ARTICLE →
========================

How to Build a Winning Recommendation System – Part 2 Deep Learning for Recommender Systems

Recommender systems (RecSys) have become a key component in many online services, such as e-commerce, social media, news service, or online video streaming.  However with the growth in importance,  the growth in scale of industry datasets, and more sophisticated models, the bar has been raised for computational resources required for recommendation systems.  To meet the … Continued

Recommender systems (RecSys) have become a key component in many online services, such as e-commerce, social media, news service, or online video streaming.  However with the growth in importance,  the growth in scale of industry datasets, and more sophisticated models, the bar has been raised for computational resources required for recommendation systems. 

To meet the computational demands for large-scale DL recommender systems, NVIDIA introduced Merlin – a Framework for Deep Recommender Systems. Now NVIDIA teams have won two consecutive RecSys competitions in a row: the ACM RecSys Challenge 2020, and more recently the  WSDM WebTour 21 Challenge organized by Booking.com.  The Booking.com challenge focused on predicting the last city destination for a traveler’s trip given their previous booking history within the trip. NVIDIA’s interdisciplinary team included colleagues from NVIDIA’s KGMON (Kaggle Grandmasters), NVIDIA’s RAPIDS (Data Science), and NVIDIA’s Merlin (Recommender Systems) who collaborated on the winning solution.

This post is the second of a three-part series that gives an overview of the NVIDIA team’s  first place solution for  the booking.com challenge. The first post gives an overview of recommender system concepts. This second post discusses deep learning for recommender systems.  The third post will discuss the winning solution, the steps involved, and also what made a difference in the outcome. 

Deep Learning for Recommendation

As the growth in the volume of data available to power recommender systems accelerates rapidly, data scientists are increasingly turning from more traditional machine learning methods to highly expressive deep learning models to improve the quality of their recommendations. 

Broadly, the life-cycle of deep learning for recommendation can be split into two phases: training and inference. In the training phase, the model is trained to predict user-item interaction probabilities (calculate a preference score)  by presenting it with examples of interactions (or non-interactions) between users and items from the past.

The image shows users item interactions as input to train a neural network to predict user-item interaction probabilities.
Figure 1: Deep learning for recommendation training.

========================

MATERIAL →

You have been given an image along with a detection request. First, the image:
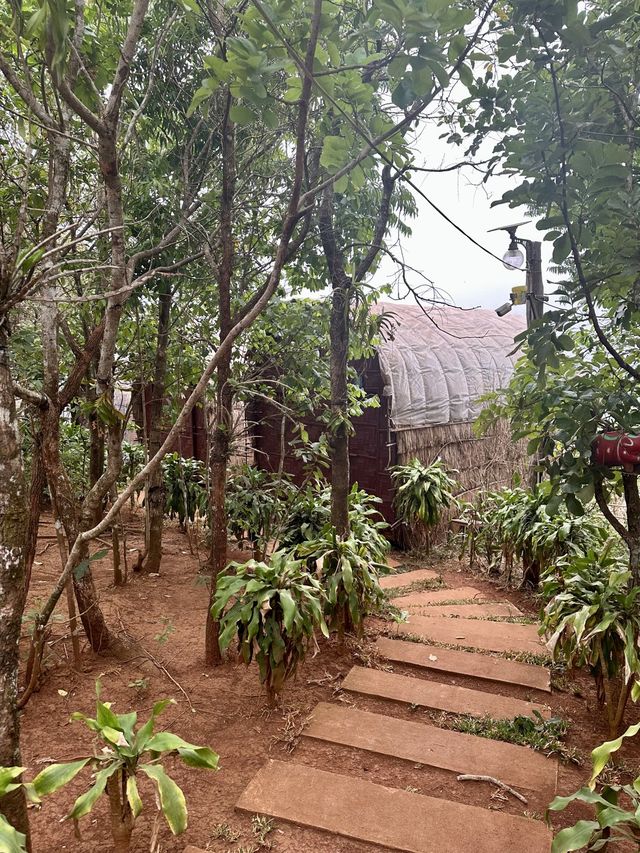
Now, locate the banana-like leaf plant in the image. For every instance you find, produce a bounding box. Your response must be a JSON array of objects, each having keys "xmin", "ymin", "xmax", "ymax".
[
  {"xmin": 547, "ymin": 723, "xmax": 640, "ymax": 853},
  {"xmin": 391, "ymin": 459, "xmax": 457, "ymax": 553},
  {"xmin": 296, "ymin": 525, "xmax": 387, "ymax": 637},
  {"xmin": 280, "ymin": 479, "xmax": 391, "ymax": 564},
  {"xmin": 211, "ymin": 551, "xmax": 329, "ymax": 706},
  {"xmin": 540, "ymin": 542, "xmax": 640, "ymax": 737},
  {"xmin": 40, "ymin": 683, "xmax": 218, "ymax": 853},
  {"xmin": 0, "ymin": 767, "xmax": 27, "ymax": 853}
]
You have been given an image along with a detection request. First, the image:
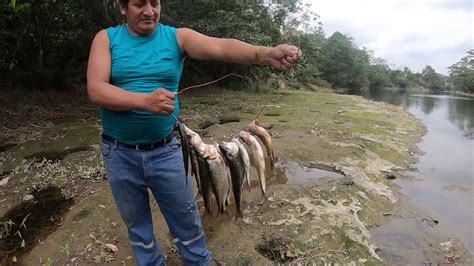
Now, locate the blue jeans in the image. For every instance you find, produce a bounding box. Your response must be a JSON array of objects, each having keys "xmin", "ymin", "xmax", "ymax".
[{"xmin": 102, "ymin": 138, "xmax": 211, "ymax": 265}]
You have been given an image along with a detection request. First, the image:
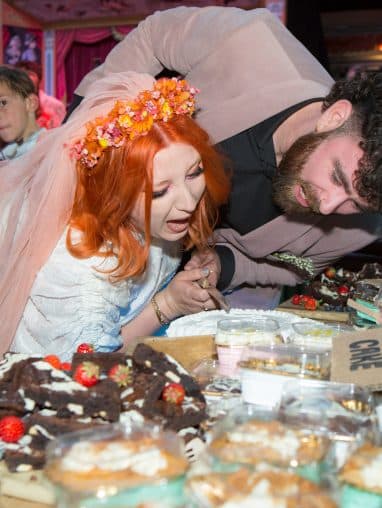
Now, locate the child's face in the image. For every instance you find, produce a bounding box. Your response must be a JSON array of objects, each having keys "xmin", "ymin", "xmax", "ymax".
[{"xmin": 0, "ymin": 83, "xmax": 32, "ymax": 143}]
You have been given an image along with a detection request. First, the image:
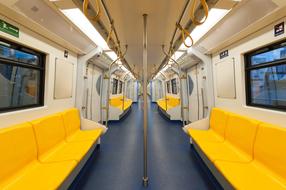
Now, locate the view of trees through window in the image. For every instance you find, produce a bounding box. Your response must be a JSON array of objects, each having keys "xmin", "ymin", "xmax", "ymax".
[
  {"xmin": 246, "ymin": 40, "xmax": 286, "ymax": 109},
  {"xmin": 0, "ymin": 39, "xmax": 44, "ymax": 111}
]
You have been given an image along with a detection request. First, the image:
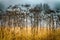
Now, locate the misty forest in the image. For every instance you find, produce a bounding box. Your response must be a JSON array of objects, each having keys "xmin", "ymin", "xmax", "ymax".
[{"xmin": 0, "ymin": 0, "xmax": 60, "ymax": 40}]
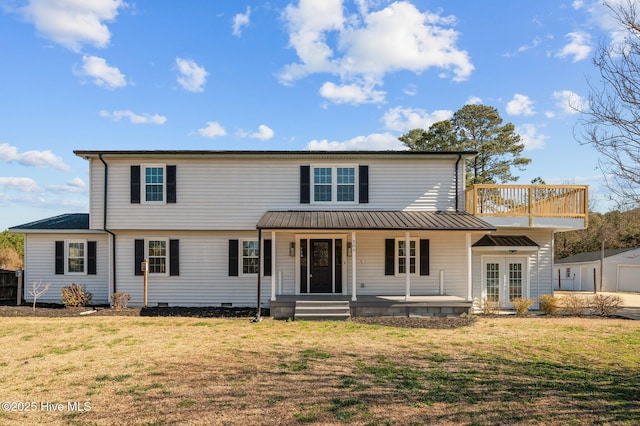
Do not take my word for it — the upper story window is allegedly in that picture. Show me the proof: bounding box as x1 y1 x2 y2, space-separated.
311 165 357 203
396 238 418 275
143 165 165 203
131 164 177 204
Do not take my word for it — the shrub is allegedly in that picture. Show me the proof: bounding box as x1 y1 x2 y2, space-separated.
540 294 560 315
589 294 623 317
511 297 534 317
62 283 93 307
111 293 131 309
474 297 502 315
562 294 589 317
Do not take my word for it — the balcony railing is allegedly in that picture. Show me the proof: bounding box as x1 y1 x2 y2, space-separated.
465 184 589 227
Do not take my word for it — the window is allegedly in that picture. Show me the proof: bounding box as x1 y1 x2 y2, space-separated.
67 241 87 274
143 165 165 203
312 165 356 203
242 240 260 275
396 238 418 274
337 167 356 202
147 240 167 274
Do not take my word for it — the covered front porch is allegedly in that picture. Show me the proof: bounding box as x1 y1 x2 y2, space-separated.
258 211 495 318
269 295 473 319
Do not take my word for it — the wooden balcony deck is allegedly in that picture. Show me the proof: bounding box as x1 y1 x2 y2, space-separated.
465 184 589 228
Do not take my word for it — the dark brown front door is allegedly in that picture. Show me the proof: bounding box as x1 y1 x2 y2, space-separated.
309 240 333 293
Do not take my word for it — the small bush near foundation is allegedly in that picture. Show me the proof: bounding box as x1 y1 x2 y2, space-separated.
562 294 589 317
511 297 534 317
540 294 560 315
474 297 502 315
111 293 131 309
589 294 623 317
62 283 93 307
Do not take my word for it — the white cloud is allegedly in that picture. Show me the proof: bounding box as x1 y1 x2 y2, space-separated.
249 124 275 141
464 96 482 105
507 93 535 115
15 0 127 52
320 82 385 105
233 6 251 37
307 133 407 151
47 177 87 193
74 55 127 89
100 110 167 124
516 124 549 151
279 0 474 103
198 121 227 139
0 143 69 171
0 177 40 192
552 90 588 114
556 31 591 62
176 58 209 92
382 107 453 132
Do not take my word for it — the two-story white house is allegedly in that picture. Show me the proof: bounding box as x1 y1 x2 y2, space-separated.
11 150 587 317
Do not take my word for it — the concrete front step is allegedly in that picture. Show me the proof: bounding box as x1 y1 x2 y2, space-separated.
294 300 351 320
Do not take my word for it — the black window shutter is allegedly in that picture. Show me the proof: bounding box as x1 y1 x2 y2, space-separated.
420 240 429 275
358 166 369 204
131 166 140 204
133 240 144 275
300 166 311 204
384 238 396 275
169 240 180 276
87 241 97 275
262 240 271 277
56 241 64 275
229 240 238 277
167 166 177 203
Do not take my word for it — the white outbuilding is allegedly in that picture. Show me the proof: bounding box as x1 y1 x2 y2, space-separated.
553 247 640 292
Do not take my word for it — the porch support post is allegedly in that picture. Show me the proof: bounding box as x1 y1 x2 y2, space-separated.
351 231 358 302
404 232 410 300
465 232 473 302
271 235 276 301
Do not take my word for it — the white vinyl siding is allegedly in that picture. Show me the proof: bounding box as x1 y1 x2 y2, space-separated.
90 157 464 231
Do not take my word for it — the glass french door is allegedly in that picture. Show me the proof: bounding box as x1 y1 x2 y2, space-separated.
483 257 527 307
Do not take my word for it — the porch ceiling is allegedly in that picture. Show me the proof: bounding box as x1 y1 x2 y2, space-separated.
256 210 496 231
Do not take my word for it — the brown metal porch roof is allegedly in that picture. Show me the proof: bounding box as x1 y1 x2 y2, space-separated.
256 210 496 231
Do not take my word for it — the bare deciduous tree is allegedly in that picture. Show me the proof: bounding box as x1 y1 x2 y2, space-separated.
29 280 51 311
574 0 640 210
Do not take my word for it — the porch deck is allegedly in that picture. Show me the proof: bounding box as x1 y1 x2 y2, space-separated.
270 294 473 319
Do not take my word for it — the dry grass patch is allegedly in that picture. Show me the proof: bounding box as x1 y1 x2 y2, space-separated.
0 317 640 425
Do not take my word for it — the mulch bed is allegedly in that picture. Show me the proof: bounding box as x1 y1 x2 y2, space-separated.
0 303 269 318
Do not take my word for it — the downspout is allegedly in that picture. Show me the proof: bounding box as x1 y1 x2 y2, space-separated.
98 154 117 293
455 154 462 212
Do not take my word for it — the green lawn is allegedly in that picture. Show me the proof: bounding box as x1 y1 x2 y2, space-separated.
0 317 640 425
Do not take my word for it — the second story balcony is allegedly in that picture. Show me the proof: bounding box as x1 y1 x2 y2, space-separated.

========================

In the article on recommendation systems, turn the paragraph that begins "To meet the computational demands" into a short bulleted list that keeps its main facts. The material here comes from a separate source.

COMPLETE RESPONSE →
- To handle the computing needs of large-scale deep learning recommender systems, NVIDIA introduced Merlin, a framework for deep recommender systems.
- NVIDIA teams have won two RecSys competitions in a row: the ACM RecSys Challenge 2020 and the WSDM WebTour 21 Challenge organized by Booking.com.
- The Booking.com challenge asked teams to predict the last city a traveler would visit on a trip, based on that trip's earlier bookings.
- The winning solution came from a mixed team drawn from NVIDIA's KGMON (Kaggle Grandmasters), RAPIDS (Data Science) and Merlin (Recommender Systems) groups.